Set problem:
Format everything from the line containing "Could you point to the white" down to the line containing "point(736, 374)", ends included, as a Markdown table with the columns Row and Line. Give each line its own row with a running number, and leave out blank lines.

* START Supplied records *

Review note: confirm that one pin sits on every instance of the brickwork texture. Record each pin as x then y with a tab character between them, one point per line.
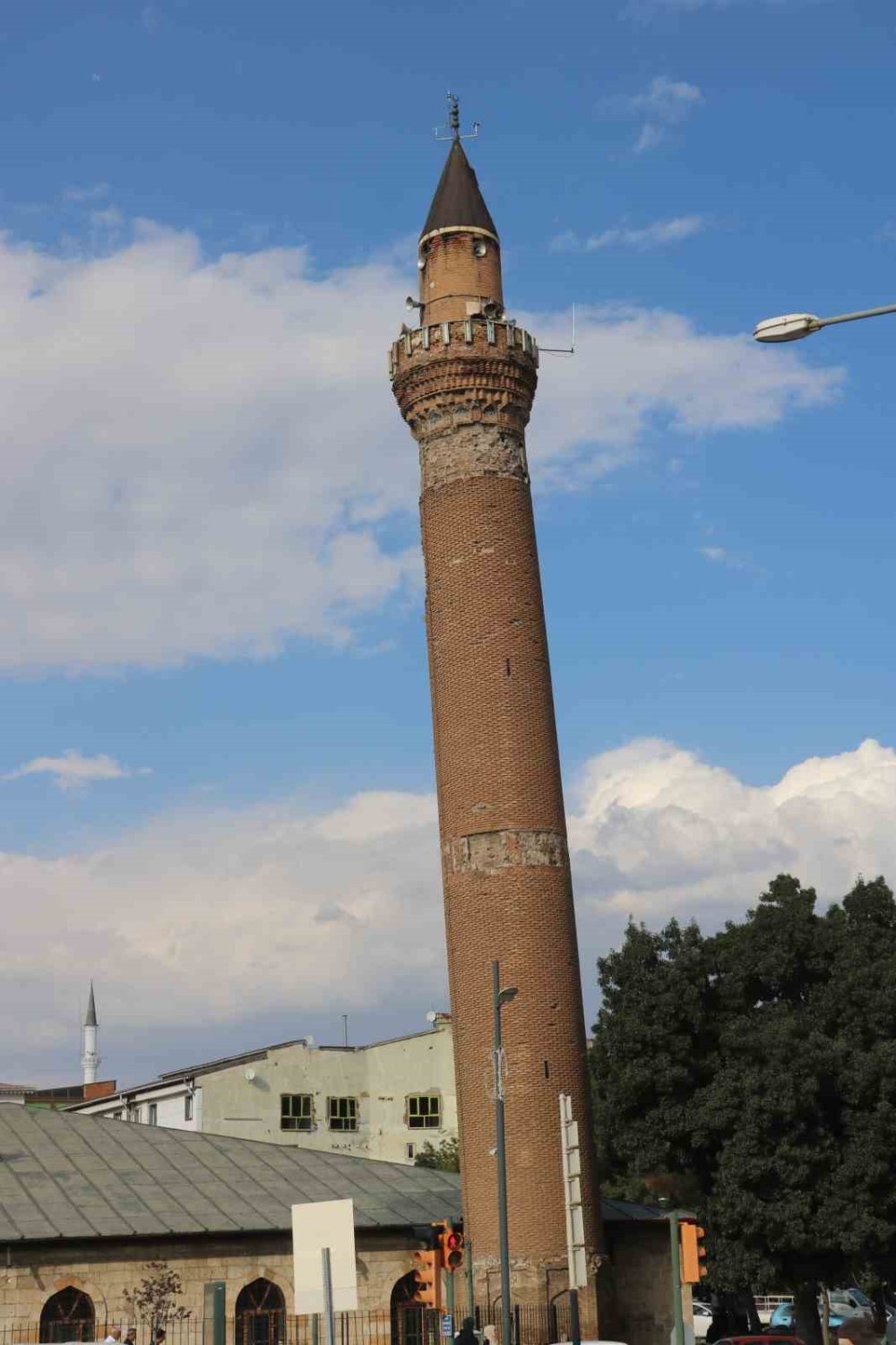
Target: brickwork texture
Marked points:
466	394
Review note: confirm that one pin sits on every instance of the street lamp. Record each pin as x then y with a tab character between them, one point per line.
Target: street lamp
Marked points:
796	325
499	998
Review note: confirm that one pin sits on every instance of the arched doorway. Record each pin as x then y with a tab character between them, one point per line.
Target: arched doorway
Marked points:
69	1315
412	1323
262	1312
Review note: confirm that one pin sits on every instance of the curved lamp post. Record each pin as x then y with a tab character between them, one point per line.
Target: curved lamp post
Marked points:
796	325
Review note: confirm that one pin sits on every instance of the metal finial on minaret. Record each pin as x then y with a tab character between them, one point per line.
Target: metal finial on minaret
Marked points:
90	1057
452	125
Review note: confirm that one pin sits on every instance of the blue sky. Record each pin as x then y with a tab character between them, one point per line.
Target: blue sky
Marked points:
210	585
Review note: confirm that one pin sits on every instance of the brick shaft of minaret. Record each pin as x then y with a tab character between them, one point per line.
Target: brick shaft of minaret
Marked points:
464	385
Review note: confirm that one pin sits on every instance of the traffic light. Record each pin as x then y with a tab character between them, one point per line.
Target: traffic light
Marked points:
694	1253
428	1278
451	1246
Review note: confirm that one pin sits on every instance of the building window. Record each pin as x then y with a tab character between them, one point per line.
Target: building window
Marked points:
297	1111
342	1113
262	1312
69	1315
424	1111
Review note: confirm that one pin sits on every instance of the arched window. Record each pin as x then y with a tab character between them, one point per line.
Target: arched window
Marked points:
262	1313
407	1315
69	1315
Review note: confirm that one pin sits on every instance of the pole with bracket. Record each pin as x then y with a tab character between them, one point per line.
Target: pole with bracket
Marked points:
330	1317
678	1318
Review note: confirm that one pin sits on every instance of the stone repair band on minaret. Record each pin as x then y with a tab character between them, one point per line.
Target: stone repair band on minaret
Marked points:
464	381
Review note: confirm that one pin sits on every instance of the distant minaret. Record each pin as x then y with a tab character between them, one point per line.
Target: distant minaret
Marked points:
90	1057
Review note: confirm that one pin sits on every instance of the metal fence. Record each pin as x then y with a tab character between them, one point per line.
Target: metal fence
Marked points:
405	1325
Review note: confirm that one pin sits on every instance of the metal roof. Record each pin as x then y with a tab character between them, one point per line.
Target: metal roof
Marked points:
458	202
65	1175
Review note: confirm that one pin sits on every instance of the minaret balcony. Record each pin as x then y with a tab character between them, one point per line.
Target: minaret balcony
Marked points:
452	338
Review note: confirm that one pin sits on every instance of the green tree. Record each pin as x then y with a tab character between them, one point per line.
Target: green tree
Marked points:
755	1071
444	1160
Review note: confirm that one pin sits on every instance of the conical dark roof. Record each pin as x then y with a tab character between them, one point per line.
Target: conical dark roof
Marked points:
458	201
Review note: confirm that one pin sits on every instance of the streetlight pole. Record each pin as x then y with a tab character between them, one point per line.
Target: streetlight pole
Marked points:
796	325
499	998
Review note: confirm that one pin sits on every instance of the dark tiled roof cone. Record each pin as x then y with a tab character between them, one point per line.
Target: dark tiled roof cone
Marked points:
458	201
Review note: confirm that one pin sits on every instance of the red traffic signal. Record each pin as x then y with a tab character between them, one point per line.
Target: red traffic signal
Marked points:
452	1248
694	1253
426	1278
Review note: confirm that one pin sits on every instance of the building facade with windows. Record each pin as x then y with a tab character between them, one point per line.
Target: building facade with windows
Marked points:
383	1100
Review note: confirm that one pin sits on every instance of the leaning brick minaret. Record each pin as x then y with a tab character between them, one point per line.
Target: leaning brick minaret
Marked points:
464	381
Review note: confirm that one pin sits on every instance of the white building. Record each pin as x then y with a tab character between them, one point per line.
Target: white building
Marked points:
383	1100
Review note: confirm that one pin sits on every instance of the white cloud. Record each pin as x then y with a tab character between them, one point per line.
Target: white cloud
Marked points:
217	918
665	102
650	236
73	770
658	832
199	453
721	556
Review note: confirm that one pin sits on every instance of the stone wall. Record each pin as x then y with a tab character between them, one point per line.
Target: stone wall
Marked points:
105	1270
641	1263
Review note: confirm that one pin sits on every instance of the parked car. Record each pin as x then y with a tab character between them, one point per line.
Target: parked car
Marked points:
702	1320
850	1302
783	1320
777	1339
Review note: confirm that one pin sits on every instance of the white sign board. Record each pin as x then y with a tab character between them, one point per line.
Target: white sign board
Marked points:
324	1223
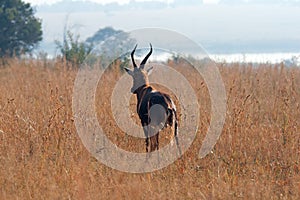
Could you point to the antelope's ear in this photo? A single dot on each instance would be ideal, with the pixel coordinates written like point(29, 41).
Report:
point(149, 70)
point(128, 71)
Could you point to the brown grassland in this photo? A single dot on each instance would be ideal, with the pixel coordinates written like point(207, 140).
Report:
point(256, 157)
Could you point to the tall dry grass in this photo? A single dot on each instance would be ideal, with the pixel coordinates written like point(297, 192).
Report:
point(256, 157)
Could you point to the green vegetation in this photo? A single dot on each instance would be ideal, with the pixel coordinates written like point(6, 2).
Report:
point(20, 31)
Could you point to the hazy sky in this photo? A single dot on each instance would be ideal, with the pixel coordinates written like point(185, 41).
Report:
point(219, 25)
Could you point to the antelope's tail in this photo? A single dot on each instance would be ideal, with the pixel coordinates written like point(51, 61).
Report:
point(176, 131)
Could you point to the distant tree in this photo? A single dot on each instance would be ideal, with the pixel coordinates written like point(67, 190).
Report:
point(20, 31)
point(73, 50)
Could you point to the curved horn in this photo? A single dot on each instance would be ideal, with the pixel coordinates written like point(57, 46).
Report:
point(132, 53)
point(146, 58)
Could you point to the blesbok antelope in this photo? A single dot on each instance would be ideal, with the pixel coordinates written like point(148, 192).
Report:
point(156, 109)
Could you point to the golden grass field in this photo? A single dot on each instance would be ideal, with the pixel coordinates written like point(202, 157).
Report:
point(256, 157)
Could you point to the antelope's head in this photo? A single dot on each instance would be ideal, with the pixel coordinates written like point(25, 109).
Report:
point(139, 74)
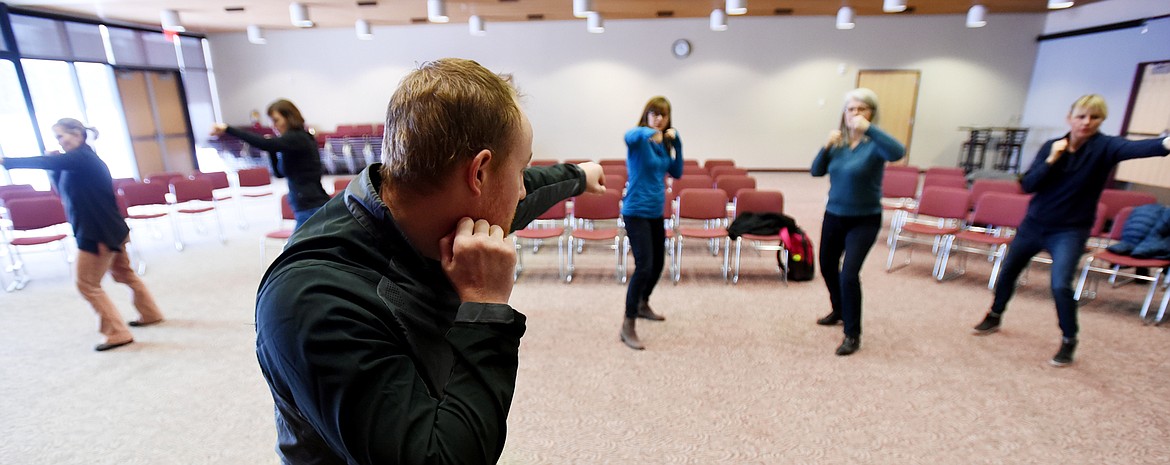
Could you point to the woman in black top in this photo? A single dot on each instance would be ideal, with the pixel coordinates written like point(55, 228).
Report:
point(294, 156)
point(87, 191)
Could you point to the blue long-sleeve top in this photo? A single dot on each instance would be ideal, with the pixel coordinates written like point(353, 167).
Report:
point(647, 163)
point(87, 191)
point(1067, 191)
point(855, 173)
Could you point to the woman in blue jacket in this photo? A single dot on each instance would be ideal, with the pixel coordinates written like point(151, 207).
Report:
point(1066, 177)
point(87, 191)
point(653, 150)
point(294, 155)
point(854, 158)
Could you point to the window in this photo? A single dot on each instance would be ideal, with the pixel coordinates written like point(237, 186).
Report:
point(18, 138)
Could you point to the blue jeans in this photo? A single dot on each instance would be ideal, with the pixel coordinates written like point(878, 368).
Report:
point(851, 237)
point(647, 241)
point(303, 216)
point(1066, 246)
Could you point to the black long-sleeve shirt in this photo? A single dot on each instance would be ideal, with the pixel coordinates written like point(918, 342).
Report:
point(294, 155)
point(1067, 191)
point(87, 191)
point(370, 354)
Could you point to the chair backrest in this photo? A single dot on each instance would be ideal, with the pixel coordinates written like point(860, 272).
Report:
point(751, 200)
point(6, 197)
point(1000, 209)
point(731, 184)
point(943, 180)
point(944, 202)
point(13, 187)
point(983, 186)
point(187, 190)
point(218, 178)
point(35, 212)
point(945, 170)
point(616, 180)
point(598, 206)
point(1119, 221)
point(558, 211)
point(254, 177)
point(702, 204)
point(690, 182)
point(163, 178)
point(900, 184)
point(142, 193)
point(717, 162)
point(716, 171)
point(1115, 199)
point(287, 209)
point(902, 168)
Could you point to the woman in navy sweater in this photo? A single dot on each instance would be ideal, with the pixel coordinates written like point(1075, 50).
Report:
point(293, 154)
point(854, 158)
point(653, 150)
point(1066, 177)
point(87, 192)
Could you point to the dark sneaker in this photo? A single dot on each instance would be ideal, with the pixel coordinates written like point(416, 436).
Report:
point(1065, 356)
point(850, 346)
point(989, 325)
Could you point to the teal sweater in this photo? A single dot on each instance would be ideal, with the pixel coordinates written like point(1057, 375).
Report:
point(855, 173)
point(647, 164)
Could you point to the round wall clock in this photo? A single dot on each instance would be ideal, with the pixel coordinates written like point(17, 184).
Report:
point(681, 48)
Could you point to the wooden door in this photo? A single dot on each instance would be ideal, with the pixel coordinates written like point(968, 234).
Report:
point(157, 121)
point(897, 97)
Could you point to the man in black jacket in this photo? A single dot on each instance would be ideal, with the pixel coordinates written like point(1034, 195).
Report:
point(384, 328)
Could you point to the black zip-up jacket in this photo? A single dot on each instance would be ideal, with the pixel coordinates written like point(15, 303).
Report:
point(294, 155)
point(369, 353)
point(87, 192)
point(1067, 191)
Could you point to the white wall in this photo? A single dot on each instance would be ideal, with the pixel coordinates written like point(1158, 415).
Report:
point(1103, 63)
point(765, 93)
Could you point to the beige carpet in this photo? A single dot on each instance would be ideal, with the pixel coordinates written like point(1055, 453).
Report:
point(736, 374)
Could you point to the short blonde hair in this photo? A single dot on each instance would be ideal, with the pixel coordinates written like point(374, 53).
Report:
point(444, 114)
point(1092, 102)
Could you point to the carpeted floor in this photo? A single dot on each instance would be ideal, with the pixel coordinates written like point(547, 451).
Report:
point(737, 374)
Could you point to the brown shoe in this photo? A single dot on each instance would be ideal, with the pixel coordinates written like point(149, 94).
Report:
point(138, 323)
point(628, 336)
point(646, 312)
point(108, 346)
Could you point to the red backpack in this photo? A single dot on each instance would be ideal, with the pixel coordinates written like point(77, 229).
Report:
point(800, 265)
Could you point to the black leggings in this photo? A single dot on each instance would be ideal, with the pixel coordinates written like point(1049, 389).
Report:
point(647, 241)
point(852, 237)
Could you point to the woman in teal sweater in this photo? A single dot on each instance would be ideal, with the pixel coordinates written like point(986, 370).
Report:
point(653, 150)
point(854, 158)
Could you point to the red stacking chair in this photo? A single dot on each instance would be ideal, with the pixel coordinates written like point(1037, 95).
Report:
point(1112, 265)
point(598, 218)
point(550, 224)
point(750, 200)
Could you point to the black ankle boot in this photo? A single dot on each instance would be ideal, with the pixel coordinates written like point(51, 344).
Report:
point(646, 312)
point(830, 320)
point(850, 346)
point(630, 336)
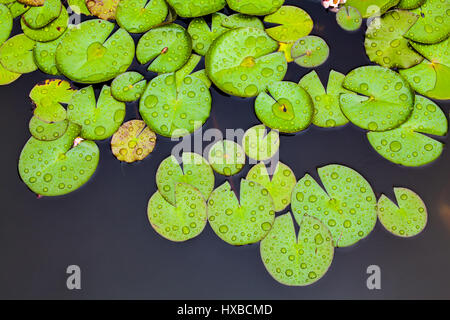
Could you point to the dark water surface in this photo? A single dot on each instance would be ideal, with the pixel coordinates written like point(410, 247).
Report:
point(103, 227)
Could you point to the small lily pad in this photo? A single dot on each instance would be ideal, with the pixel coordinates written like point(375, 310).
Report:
point(293, 23)
point(138, 16)
point(406, 145)
point(128, 86)
point(180, 222)
point(196, 172)
point(310, 52)
point(260, 144)
point(286, 107)
point(226, 157)
point(242, 62)
point(279, 185)
point(327, 110)
point(54, 168)
point(408, 219)
point(384, 101)
point(167, 47)
point(244, 221)
point(298, 261)
point(134, 141)
point(98, 120)
point(348, 207)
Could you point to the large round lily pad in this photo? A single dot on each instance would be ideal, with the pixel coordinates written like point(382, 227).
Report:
point(298, 261)
point(98, 120)
point(182, 221)
point(280, 183)
point(134, 141)
point(244, 221)
point(92, 53)
point(137, 16)
point(167, 47)
point(384, 101)
point(406, 145)
point(327, 110)
point(408, 219)
point(54, 168)
point(292, 23)
point(285, 107)
point(196, 172)
point(242, 62)
point(347, 207)
point(385, 44)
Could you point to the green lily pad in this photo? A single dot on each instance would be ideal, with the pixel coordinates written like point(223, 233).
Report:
point(99, 120)
point(348, 207)
point(173, 111)
point(406, 145)
point(327, 110)
point(134, 141)
point(138, 16)
point(279, 185)
point(286, 107)
point(349, 18)
point(242, 62)
point(255, 8)
point(385, 44)
point(310, 52)
point(384, 101)
point(16, 54)
point(298, 261)
point(195, 8)
point(167, 47)
point(48, 97)
point(244, 221)
point(180, 222)
point(196, 172)
point(432, 25)
point(260, 144)
point(54, 168)
point(96, 58)
point(128, 86)
point(226, 157)
point(408, 219)
point(293, 23)
point(47, 131)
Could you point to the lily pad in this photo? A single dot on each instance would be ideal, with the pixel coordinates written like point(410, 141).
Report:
point(406, 145)
point(255, 8)
point(134, 141)
point(99, 120)
point(167, 47)
point(310, 52)
point(327, 110)
point(292, 23)
point(384, 101)
point(385, 44)
point(99, 57)
point(347, 207)
point(196, 172)
point(286, 107)
point(128, 86)
point(180, 222)
point(244, 221)
point(298, 261)
point(408, 219)
point(138, 16)
point(260, 144)
point(280, 184)
point(16, 54)
point(242, 62)
point(54, 168)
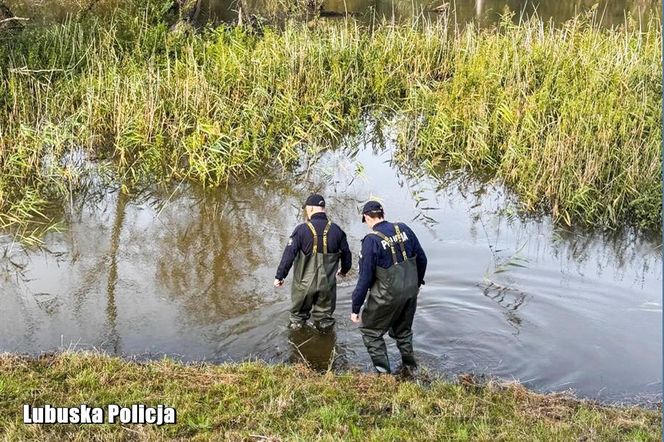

* END Supplied records *

Written reply:
| Row | Line |
|---|---|
| 1 | Could you point to the white wall in this photo? A single dot on each instance would be ideal, with the pixel coordinates written like point(1158, 415). |
| 2 | Report: |
| 3 | point(1103, 63) |
| 4 | point(765, 93) |
| 5 | Could you point to the beige carpet in this photo? A single dot on each instance would be ideal, with the pixel coordinates written like point(1055, 453). |
| 6 | Report: |
| 7 | point(736, 374) |